> Information provided
###
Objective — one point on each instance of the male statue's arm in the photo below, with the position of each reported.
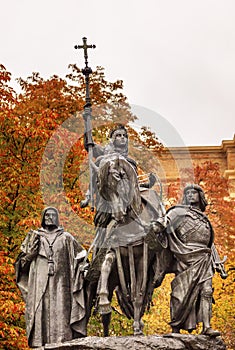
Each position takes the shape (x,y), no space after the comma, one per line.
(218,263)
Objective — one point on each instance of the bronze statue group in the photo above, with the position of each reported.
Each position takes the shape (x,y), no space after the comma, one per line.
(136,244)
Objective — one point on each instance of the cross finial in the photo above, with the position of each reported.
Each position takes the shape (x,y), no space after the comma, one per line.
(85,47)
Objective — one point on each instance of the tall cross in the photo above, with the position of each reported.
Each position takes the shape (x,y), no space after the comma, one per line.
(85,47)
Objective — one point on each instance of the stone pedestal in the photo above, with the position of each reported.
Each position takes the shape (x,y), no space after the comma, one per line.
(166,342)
###
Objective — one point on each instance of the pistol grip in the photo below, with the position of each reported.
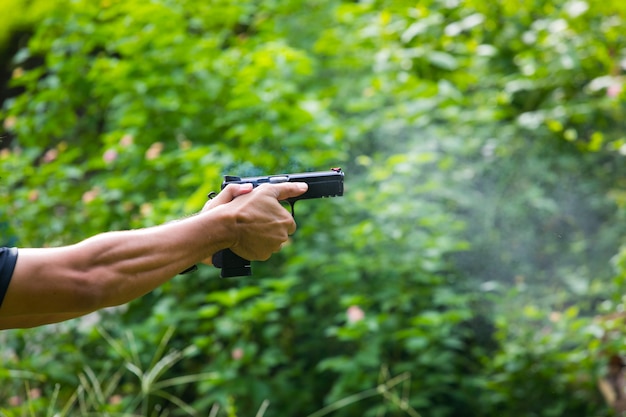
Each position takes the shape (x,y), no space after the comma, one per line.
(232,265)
###
> Directions for this task
Count every line in the data that contains the word "Objective", then give that count and nothing else.

> Reply to the task
6